- Task material:
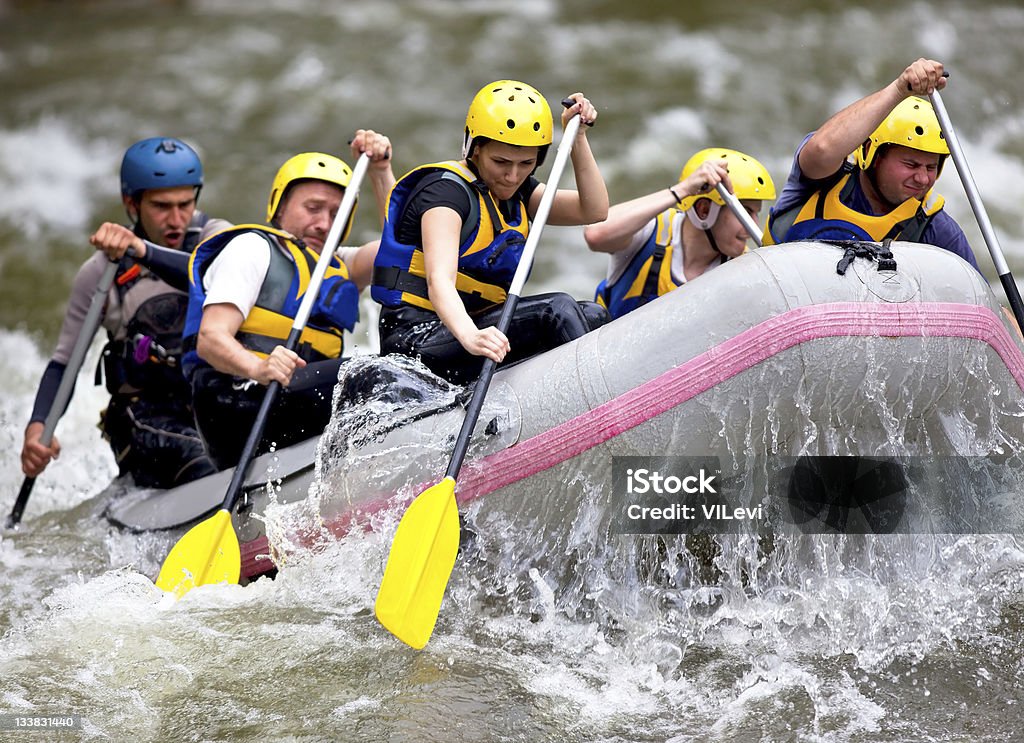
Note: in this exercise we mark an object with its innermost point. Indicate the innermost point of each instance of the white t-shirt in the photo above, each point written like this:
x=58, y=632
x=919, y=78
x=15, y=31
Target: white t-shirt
x=237, y=274
x=621, y=260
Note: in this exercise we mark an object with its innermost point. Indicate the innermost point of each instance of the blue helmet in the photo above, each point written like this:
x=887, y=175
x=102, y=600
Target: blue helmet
x=159, y=163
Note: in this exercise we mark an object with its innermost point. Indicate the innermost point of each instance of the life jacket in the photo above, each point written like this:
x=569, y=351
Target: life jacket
x=825, y=216
x=143, y=350
x=648, y=275
x=489, y=249
x=269, y=322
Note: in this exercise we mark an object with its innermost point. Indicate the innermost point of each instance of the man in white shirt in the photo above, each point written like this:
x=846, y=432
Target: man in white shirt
x=247, y=285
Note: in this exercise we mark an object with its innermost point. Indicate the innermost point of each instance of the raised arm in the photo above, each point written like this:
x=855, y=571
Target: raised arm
x=440, y=227
x=843, y=133
x=589, y=204
x=219, y=348
x=381, y=175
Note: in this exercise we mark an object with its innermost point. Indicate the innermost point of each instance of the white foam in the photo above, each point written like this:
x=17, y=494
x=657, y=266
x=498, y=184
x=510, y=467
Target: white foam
x=50, y=178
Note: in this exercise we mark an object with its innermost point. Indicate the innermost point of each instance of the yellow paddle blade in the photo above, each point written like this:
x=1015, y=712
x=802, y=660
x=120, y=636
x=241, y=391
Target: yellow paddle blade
x=207, y=554
x=420, y=564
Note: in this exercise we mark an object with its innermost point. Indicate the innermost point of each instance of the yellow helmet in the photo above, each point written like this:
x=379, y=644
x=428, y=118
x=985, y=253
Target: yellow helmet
x=509, y=112
x=308, y=166
x=913, y=124
x=750, y=178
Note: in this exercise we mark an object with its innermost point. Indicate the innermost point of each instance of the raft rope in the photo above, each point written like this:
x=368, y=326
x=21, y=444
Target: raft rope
x=870, y=251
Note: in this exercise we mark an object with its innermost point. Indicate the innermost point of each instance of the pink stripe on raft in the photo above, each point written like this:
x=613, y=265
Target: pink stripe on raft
x=698, y=375
x=726, y=360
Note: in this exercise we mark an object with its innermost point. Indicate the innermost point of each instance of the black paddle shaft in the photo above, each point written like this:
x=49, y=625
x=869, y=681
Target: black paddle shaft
x=14, y=518
x=256, y=434
x=479, y=393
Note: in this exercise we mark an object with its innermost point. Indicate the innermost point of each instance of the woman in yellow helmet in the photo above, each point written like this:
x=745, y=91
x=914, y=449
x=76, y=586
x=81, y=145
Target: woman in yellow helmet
x=455, y=234
x=660, y=241
x=897, y=144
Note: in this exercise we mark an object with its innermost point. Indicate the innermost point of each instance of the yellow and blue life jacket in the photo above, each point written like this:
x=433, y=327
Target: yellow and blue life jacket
x=825, y=216
x=269, y=322
x=489, y=249
x=649, y=273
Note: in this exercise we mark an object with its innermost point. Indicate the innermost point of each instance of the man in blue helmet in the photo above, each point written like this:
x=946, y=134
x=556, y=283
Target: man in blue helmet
x=148, y=422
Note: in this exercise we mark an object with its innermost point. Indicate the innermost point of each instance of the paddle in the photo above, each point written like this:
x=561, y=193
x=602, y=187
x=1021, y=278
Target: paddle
x=1006, y=278
x=741, y=214
x=209, y=552
x=426, y=541
x=89, y=325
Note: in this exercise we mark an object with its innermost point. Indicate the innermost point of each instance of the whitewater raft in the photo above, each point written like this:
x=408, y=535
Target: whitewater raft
x=771, y=360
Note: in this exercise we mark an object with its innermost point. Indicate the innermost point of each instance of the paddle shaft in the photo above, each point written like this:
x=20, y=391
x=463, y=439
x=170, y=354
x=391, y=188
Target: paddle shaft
x=521, y=271
x=298, y=325
x=89, y=325
x=741, y=214
x=1006, y=277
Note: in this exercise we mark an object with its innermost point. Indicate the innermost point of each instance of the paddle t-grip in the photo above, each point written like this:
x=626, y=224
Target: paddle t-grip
x=568, y=103
x=910, y=87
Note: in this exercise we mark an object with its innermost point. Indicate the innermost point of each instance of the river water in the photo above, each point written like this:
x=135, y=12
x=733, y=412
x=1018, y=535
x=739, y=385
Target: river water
x=897, y=639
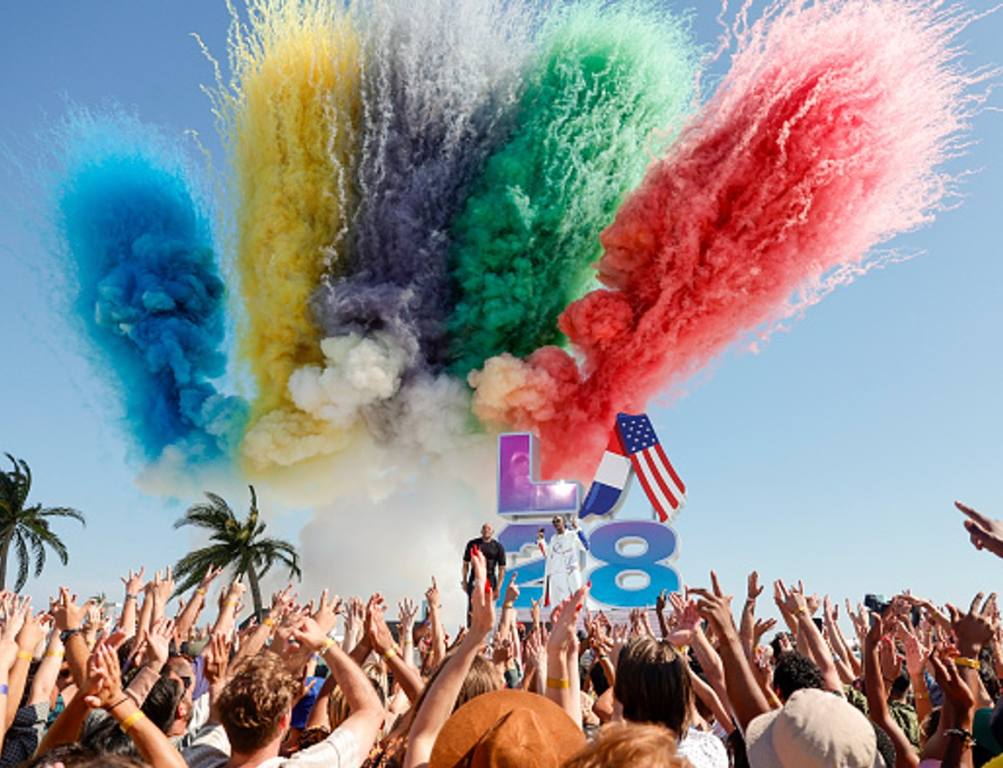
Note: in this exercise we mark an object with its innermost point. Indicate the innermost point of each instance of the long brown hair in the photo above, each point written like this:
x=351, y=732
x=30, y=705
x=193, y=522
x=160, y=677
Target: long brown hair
x=653, y=685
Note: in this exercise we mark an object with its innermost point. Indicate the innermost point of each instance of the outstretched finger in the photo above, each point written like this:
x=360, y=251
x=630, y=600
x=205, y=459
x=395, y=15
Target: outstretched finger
x=975, y=603
x=989, y=607
x=979, y=519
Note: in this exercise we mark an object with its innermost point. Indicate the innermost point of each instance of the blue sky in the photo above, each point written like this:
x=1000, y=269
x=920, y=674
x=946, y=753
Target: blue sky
x=832, y=454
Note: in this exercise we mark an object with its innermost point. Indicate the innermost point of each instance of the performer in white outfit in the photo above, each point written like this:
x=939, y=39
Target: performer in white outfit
x=563, y=570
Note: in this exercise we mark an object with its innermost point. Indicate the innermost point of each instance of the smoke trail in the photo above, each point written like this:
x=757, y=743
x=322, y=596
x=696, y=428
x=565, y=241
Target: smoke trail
x=149, y=298
x=438, y=88
x=821, y=141
x=289, y=117
x=606, y=79
x=439, y=84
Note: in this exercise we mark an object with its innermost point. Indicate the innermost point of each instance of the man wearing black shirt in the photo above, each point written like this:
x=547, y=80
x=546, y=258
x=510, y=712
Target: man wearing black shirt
x=493, y=554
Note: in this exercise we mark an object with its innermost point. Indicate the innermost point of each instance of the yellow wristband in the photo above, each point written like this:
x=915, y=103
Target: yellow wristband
x=131, y=720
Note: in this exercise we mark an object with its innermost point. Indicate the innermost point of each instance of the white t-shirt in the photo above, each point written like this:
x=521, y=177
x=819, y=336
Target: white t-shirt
x=211, y=749
x=703, y=750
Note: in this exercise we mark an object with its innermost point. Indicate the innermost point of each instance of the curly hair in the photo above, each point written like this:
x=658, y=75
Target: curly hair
x=630, y=744
x=653, y=685
x=794, y=672
x=255, y=700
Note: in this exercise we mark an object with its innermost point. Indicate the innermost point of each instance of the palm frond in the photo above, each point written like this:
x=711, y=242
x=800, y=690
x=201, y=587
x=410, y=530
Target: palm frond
x=191, y=568
x=63, y=511
x=38, y=550
x=23, y=561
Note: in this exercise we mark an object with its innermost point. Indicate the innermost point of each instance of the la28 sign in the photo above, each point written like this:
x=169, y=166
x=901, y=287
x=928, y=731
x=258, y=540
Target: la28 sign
x=628, y=560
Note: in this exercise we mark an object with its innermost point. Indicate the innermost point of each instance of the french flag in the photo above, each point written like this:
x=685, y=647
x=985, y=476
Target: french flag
x=609, y=481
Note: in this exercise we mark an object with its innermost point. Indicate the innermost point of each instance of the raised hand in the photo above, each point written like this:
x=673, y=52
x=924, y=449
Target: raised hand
x=163, y=587
x=217, y=656
x=502, y=653
x=104, y=685
x=376, y=630
x=310, y=635
x=565, y=620
x=432, y=596
x=753, y=590
x=985, y=532
x=32, y=631
x=67, y=615
x=512, y=591
x=157, y=644
x=661, y=602
x=211, y=574
x=326, y=614
x=481, y=599
x=974, y=629
x=715, y=607
x=762, y=626
x=949, y=678
x=916, y=654
x=133, y=582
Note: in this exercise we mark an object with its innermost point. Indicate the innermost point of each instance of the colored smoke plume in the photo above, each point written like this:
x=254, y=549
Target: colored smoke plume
x=289, y=117
x=610, y=86
x=438, y=88
x=821, y=141
x=149, y=299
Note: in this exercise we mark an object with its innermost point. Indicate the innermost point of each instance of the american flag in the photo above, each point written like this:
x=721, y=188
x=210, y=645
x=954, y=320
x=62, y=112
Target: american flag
x=658, y=478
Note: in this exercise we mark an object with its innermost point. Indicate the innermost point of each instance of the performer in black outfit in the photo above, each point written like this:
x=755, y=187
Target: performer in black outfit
x=493, y=554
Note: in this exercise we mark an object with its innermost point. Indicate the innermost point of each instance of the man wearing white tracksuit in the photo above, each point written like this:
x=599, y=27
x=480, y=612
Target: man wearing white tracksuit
x=563, y=569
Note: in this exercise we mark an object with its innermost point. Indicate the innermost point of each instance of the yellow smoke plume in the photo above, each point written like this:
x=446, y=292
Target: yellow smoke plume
x=289, y=116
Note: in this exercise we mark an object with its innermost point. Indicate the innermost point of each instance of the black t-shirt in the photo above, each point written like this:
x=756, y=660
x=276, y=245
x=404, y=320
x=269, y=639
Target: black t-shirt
x=493, y=553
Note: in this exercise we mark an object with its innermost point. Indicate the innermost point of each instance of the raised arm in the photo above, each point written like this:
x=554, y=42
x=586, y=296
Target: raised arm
x=878, y=710
x=818, y=651
x=69, y=620
x=189, y=616
x=152, y=744
x=366, y=716
x=563, y=677
x=28, y=638
x=746, y=628
x=407, y=613
x=744, y=694
x=227, y=619
x=133, y=586
x=382, y=643
x=441, y=696
x=435, y=624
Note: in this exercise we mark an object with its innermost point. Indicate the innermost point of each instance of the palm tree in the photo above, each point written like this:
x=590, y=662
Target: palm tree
x=238, y=544
x=27, y=527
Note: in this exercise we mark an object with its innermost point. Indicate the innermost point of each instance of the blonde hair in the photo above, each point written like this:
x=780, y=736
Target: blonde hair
x=628, y=745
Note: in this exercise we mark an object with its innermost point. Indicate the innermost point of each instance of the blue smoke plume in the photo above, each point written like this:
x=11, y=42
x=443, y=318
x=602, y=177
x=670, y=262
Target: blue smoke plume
x=149, y=296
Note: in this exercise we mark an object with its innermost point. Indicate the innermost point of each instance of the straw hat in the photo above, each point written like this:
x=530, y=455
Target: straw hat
x=507, y=729
x=815, y=729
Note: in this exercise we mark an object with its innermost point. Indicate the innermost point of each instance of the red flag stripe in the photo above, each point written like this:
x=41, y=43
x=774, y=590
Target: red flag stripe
x=663, y=516
x=656, y=471
x=668, y=465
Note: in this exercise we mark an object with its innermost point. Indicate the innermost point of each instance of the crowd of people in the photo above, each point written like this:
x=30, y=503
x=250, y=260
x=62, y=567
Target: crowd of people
x=700, y=681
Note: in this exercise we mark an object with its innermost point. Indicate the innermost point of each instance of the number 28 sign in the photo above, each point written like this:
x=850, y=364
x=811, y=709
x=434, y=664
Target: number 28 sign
x=628, y=559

- Work instructions:
Your task is to reproduce, exactly and exclusively, the lines from the one holding "of the blonde" through the final line of the listing.

- Task solution:
Note: in this exercise we mark an object with its innermost point. Indicate the innermost point of each instance of the blonde hair in the photo above, each point written like this:
x=780, y=736
Target: blonde hair
x=628, y=745
Note: in this exercise we mark an object with its innermost point. Indicate the innermost point of each instance of the blue smoke plume in the photo above, each point written like this:
x=11, y=42
x=443, y=318
x=602, y=177
x=670, y=262
Target: blue smoke plume
x=149, y=296
Note: in this exercise we mark an object with its innermost point. Indicate the innermost point of each instance of the straw hat in the photo above, each point written like this:
x=530, y=455
Target: straw hat
x=507, y=729
x=815, y=729
Note: in this exercise we mark an object with its innermost point. Indicate the innermost point of each instance of the red flag stripe in the photo above, each point written like this:
x=41, y=43
x=774, y=590
Target: red flag stripe
x=663, y=516
x=656, y=471
x=668, y=465
Note: in this exercise we mark an object with its innermost point. Indicate the innermost point of each instance of the crowd of people in the photo above, each point written like this:
x=30, y=503
x=250, y=260
x=62, y=567
Target: crowd of people
x=700, y=681
Note: in this exercise we mark an object with its innermost point. Indicate the innermost point of each instance of the number 28 sign in the photo above, each point written like this:
x=850, y=364
x=811, y=709
x=434, y=664
Target: number 28 sign
x=628, y=559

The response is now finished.